--- Задания к упражнению ---
a: Определите, соответствуют ли отрывку о разговоре с доктором Султаном утверждения (i), (ii) и (iii). Каждый ответ («да» или «нет») подтвердите точной цитатой.
(i) Врачи отводили жене не больше нескольких дней.
(ii) Доктор Султан говорит с рассказчиком при жене.
(iii) После интенсивной терапии врачи собираются лечить рак.
b: Каким, по словам доктора Султана в отрывке о разговоре с ним, является сейчас состояние жены?
c: Продолжите отрывок о разговоре с доктором Султаном, начав сразу после его последней фразы.

--- Отрывок текста ---
Так проходит неделя за неделей, а у врачей так и нет точного ответа для нас — зачем всё это? Что они делают с нами? Кто, наконец, нам скажет, что происходит? Какой план лечения? Сколько еще это может длиться? Али, помоги!
«Мы считали, что твоя жена умрет, — оставшись со мной наедине, говорит доктор Султан. — Мы не ожидали, что она выживет, и давали ей не больше нескольких дней. Это чудо, что она выкарабкалась. Сейчас состояние относительно стабильно. Мы продолжим интенсивную терапию, с тем чтобы после приняться уже за лечение рака».

--- Исходные данные ---
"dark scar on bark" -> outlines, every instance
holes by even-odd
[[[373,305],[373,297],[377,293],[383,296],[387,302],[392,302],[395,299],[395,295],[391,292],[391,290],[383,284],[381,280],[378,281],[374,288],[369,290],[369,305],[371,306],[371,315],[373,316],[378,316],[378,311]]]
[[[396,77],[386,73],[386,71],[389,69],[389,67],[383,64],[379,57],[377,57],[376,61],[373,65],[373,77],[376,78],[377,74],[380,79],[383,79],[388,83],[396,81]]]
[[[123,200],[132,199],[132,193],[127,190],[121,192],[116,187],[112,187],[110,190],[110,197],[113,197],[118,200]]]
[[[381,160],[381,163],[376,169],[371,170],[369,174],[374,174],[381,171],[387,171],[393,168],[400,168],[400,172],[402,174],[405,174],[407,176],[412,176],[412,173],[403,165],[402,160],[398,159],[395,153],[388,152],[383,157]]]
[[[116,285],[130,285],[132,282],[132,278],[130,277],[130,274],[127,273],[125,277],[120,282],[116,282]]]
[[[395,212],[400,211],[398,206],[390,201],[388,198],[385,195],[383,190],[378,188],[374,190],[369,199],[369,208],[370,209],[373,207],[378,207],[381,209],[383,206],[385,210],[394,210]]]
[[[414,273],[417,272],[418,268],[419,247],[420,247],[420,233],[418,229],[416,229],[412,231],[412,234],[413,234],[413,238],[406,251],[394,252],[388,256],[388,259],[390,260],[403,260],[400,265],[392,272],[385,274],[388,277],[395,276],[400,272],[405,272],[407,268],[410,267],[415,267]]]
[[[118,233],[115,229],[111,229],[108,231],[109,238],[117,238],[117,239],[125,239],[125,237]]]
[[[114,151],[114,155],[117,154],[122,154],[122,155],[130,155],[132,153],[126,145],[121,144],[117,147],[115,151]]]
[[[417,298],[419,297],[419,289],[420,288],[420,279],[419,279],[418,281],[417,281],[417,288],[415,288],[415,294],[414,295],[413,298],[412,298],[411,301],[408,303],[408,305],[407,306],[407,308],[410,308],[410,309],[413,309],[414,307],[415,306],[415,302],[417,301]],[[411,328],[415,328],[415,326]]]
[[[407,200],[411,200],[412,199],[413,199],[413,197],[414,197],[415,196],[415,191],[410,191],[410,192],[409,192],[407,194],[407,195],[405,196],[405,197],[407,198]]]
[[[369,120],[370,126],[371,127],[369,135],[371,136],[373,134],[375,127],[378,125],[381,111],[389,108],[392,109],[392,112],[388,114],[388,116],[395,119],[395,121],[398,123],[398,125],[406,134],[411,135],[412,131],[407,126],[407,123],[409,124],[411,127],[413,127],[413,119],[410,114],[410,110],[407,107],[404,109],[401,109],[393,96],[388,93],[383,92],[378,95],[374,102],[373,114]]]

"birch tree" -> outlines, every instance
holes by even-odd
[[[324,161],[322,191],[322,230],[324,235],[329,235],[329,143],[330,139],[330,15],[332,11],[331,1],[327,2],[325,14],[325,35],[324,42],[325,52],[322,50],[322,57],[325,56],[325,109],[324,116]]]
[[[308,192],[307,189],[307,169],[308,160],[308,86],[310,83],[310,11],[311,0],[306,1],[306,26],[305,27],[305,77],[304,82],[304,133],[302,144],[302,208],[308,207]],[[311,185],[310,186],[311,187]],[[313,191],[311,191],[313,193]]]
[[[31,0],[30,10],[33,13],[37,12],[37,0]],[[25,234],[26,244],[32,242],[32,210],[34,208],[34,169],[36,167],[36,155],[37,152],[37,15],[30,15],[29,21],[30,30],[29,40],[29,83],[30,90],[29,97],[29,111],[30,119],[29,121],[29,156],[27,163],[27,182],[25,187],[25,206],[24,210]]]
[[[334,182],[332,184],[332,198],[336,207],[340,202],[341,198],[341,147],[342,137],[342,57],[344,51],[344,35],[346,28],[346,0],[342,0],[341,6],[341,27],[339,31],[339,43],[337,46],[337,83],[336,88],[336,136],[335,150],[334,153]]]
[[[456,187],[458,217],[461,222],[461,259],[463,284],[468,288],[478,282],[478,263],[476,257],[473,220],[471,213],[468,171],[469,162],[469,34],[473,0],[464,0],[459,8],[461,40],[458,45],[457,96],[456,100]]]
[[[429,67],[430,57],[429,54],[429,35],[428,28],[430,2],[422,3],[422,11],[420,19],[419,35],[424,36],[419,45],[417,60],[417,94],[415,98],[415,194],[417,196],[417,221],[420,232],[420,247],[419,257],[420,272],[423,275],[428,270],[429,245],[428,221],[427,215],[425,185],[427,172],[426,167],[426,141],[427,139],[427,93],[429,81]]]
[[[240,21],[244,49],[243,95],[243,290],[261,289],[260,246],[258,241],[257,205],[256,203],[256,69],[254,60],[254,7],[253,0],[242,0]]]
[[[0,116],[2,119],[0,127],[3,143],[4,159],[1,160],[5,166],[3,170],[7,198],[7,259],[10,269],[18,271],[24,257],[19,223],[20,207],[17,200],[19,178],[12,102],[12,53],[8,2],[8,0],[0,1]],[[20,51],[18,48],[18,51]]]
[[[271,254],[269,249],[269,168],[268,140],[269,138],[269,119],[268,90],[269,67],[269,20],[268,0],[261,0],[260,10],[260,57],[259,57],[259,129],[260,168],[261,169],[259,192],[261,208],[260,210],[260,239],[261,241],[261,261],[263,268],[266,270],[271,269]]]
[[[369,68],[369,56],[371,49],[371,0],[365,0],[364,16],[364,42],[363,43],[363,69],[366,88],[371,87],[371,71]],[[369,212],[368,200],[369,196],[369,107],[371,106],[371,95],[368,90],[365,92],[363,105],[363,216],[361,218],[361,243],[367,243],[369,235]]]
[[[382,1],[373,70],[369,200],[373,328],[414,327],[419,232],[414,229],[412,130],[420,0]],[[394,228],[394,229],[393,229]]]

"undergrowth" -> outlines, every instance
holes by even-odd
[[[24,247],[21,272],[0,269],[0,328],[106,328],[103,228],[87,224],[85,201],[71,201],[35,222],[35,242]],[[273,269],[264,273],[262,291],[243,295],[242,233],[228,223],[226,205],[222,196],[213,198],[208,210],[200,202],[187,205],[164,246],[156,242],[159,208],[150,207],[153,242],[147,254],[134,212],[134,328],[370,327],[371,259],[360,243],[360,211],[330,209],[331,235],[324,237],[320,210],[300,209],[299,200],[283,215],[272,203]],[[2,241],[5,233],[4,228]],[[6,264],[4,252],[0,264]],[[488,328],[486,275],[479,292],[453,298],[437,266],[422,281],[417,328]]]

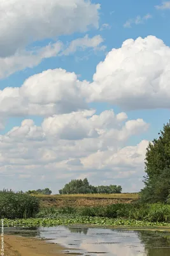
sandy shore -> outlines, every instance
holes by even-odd
[[[4,236],[4,256],[63,256],[64,248],[42,239],[15,236]],[[0,253],[1,254],[1,253]]]

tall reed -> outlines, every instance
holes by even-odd
[[[0,191],[0,218],[34,218],[39,210],[39,200],[23,192]]]

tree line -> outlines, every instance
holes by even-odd
[[[60,195],[63,194],[114,194],[122,192],[120,186],[98,186],[95,187],[89,184],[87,179],[72,180],[59,190]]]

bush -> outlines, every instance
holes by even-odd
[[[39,209],[39,201],[23,192],[0,191],[1,218],[33,218]]]

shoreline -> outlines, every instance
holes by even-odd
[[[43,239],[25,237],[14,235],[4,236],[5,256],[63,256],[67,248]]]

--- Ответы к упражнению ---
a:
(i) Да: «давали ей не больше нескольких дней».
(ii) Нет: «оставшись со мной наедине».
(iii) Да: «с тем чтобы после приняться уже за лечение рака».

b: Относительно стабильным.

c:
Умрет? Значит, смерть — это не пустые опасения? Значит, она может быть вот так близко? Всего несколько дней назад подошла вплотную, чтобы по неведомой причине отступить? А что теперь? Миновало? Наверное, именно тогда ко мне пришло первое осознание, что непрошеная болезнь грубыми ножницами перерезала долгую шелковую ленту жизни Жанны и всё, что теперь остается, — бороться за оставшийся лоскуток, распустить его и связать в одну, насколько это возможно, длинную нить, пусть не такую широкую и прочную, как прошлая полноценная жизнь, но все-таки жизнь.
Все эти дни мы практически не расставались. Ни до, ни после мы не проводили столько времени вместе, а ее рука не была так надежно спрятана в моей… Это горькое счастье, увы.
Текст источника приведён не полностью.